⟨

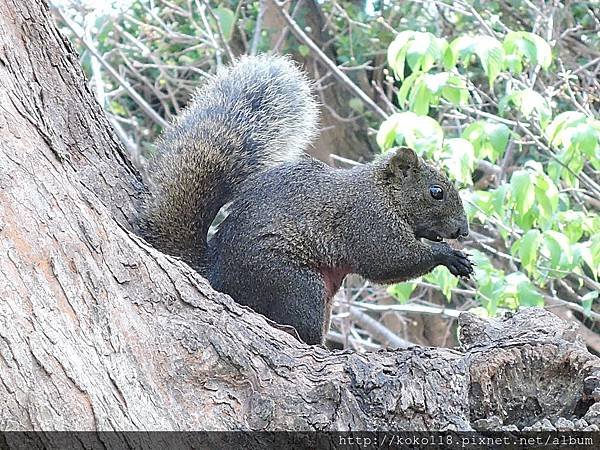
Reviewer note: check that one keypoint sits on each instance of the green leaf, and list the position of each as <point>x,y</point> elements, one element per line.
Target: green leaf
<point>419,132</point>
<point>396,54</point>
<point>528,249</point>
<point>488,49</point>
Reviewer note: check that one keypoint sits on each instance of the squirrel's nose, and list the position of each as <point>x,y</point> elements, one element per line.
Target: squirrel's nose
<point>463,230</point>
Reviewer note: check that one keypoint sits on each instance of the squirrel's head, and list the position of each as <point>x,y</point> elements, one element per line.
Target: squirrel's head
<point>424,196</point>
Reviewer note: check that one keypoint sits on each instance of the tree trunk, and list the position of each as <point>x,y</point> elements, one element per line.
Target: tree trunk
<point>98,331</point>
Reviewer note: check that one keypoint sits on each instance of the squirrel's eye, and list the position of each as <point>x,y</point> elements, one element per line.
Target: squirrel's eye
<point>436,192</point>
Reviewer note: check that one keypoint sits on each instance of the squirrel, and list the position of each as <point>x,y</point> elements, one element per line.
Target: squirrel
<point>296,226</point>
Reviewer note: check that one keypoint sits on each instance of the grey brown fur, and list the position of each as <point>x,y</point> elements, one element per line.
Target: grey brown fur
<point>296,226</point>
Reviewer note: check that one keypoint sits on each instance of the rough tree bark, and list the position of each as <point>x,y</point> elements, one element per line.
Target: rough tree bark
<point>98,331</point>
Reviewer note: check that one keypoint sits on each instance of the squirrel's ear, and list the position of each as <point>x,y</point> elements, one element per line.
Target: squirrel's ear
<point>403,160</point>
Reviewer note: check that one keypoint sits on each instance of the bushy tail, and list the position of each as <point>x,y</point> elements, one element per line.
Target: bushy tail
<point>257,113</point>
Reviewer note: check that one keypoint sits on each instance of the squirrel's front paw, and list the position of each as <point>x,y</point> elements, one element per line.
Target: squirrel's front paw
<point>456,261</point>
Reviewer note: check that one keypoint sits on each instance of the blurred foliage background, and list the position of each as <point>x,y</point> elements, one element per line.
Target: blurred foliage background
<point>503,95</point>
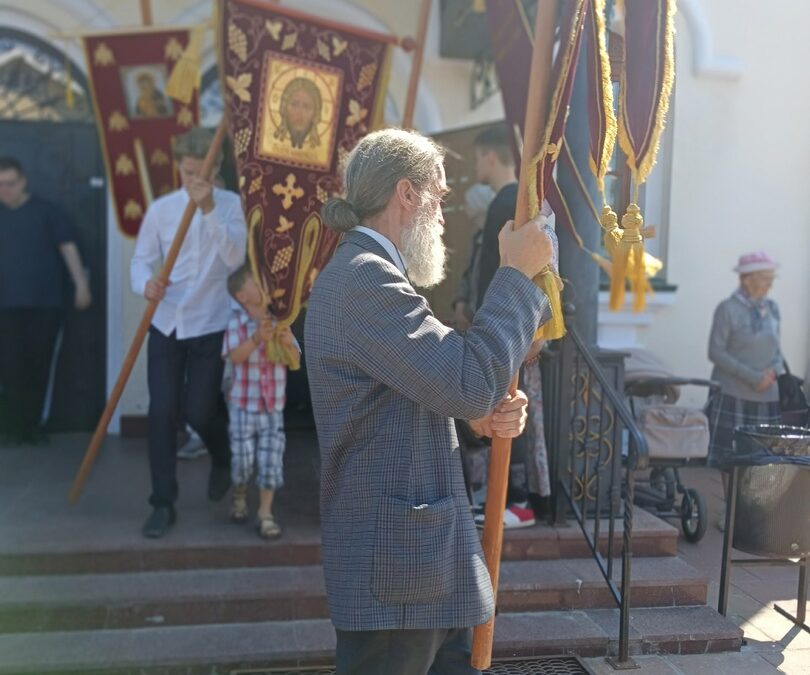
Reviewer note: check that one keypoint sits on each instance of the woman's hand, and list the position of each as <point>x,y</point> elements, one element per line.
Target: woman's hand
<point>767,381</point>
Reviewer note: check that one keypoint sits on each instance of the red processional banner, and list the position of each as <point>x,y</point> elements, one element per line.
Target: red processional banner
<point>137,121</point>
<point>300,93</point>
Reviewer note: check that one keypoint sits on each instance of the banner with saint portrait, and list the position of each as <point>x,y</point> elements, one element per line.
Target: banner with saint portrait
<point>136,119</point>
<point>300,92</point>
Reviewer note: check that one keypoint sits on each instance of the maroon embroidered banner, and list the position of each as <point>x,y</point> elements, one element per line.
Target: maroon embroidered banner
<point>300,93</point>
<point>136,119</point>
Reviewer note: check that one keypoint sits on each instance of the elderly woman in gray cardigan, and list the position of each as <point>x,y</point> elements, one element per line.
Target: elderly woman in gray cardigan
<point>744,348</point>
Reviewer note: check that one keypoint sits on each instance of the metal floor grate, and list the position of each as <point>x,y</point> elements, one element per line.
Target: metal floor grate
<point>540,665</point>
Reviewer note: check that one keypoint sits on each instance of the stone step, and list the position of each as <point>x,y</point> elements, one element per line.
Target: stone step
<point>226,546</point>
<point>141,599</point>
<point>212,649</point>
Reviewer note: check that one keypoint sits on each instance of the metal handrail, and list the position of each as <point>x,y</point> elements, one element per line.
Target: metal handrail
<point>574,380</point>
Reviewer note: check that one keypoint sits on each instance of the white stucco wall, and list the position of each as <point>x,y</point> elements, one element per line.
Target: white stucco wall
<point>739,176</point>
<point>741,154</point>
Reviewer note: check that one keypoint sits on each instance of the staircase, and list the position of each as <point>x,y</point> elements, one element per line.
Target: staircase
<point>171,608</point>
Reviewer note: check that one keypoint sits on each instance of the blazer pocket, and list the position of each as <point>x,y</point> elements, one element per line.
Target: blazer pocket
<point>414,553</point>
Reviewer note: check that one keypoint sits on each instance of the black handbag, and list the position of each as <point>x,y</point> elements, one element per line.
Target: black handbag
<point>792,399</point>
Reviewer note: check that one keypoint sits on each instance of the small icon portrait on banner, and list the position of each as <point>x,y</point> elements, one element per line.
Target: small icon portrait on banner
<point>144,88</point>
<point>300,112</point>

⟩

What is required - Convert all the rows above into a two-column CSV with the headers request and points, one line per row. Put each row's text and its answer in its own quoted field, replace line breaks with spaces, and leave out the pictures.

Result -
request,points
"Reviewer note: check that one keypoint sits on each instance of the green leaf, and list the position of each as <point>x,y</point> elements, one element per line. Target: green leaf","<point>419,132</point> <point>396,54</point> <point>528,249</point> <point>488,49</point>"
"Reviewer note: check that one keypoint sits on each instance of the squirrel's nose, and list the position of each as <point>x,y</point> elements, one element per line. Target: squirrel's nose","<point>463,230</point>"
"Reviewer note: check that one keypoint sits on each instance of the squirrel's head, and list the position of each as <point>x,y</point> elements, one element per line. Target: squirrel's head","<point>424,196</point>"
"Reviewer note: check that one keypoint sits on each instance of the tree trunk, and list the position of each as <point>x,y</point> elements, one element per line. Target: tree trunk","<point>98,331</point>"
"Reviewer note: check that one keypoint sits on each instance of the squirrel's eye, and list the position of each as <point>x,y</point> elements, one element per line. Target: squirrel's eye","<point>436,192</point>"
"Reviewer note: check that one keypoint sits on each instance of the squirrel, and list the position of each as <point>x,y</point> elements, one element per line. Target: squirrel","<point>296,226</point>"
"Reviewer note: check that one keypoint sits on each instance of the grey brown fur, and list the position of each as <point>x,y</point> elements, one element per line. Target: grey brown fur","<point>296,226</point>"
"Reviewer note: check that one keypoint sits on each instance of the rough tree bark, and list the position of each as <point>x,y</point> elements, one element per line. Target: rough tree bark","<point>98,331</point>"
"Reviewer note: check that one keypoint sits on each instance of the squirrel's ear, and list the position of each as <point>x,y</point> elements, one element per line. Target: squirrel's ear","<point>403,160</point>"
"Reviewer note: check that one keypoint sits on each instance of the bushy tail, and list the position of each as <point>x,y</point> elements, one element per line. Target: bushy tail","<point>257,113</point>"
"Reviewer note: check that one keypoint sits on each instance of the squirrel's front paw, and list the position of each as <point>x,y</point> elements, one element per line. Target: squirrel's front paw","<point>456,261</point>"
"Reviewer note: check that one keypoint sits on each instance of the blurred foliage background, and list the position of each as <point>x,y</point> elements, one element per line. Target: blurred foliage background","<point>503,95</point>"
"Reviewer note: check that one keypoint sits on each instance of the woman's hand, and list the position of each as <point>x,y</point> elements, one element per line. Target: woman's hand","<point>767,381</point>"
"Reviewer note: check that one keypoint sits on each instance of the red processional banner, and list the position of each as <point>x,y</point> elements, one element per line. Target: red processional banner","<point>137,121</point> <point>300,93</point>"
"Reviewer note: check that one keypoint sits on each instance of the banner with saint portrait, and list the position of each as <point>x,y</point> elements, one element per line. Target: banner with saint portrait","<point>136,119</point> <point>300,92</point>"
"Reviewer note: check that one keypoint sits on each instance of the maroon embroidered banner, and list the position of each as <point>x,y</point> elements, one element per line. Target: maroon embroidered banner","<point>300,93</point> <point>136,119</point>"
"Reviewer note: check that one keypoint sits on each instance of the elderly woman in gray cardigan, and list the position of each as <point>x,y</point> elements, one element per line. Target: elderly woman in gray cardigan","<point>744,348</point>"
"Reviewer note: check that one keypoint sits on each instance of the metal floor grate, and list the position of each as <point>x,y</point> elements, one element per line. Target: metal floor grate","<point>540,665</point>"
"Reviewer note: check that one keypoint sits on each instance of the stone step, and list the position of each as <point>x,y</point> elements, one element per line. Target: stone step","<point>226,546</point> <point>141,599</point> <point>212,649</point>"
"Reviewer note: check that one keypoint sits on each instance of the metal handrail, and list the position of each as <point>x,y</point> elements, one element per line. Target: metal handrail","<point>574,380</point>"
"Reviewer note: check that one keypoint sits on each instance of the white stucco wall, and list the position of each as <point>x,y</point> elements, one element per line. Target: white stucco wall","<point>739,176</point> <point>741,154</point>"
"Reviewer note: check that one keypoint sits on each instance of the staircase, and list the position of each as <point>x,y</point> elements, one element per line. Target: staircase","<point>171,608</point>"
"Reviewer note: check that one keypoint sits on each instance of the blazer pocket, and list the position of each as <point>x,y</point> elements, one element per line. Target: blazer pocket","<point>414,553</point>"
"Reviewer note: check that one keypoint sits on each instance of the black handbag, and list the position of each as <point>x,y</point> elements, one element per line. Target: black handbag","<point>792,399</point>"
"Reviewer note: check that one keypoint sits on each instance of the small icon portrait on banner, and list the position of each as <point>x,y</point> elements, one element per line. Target: small icon portrait on banner","<point>144,88</point> <point>300,112</point>"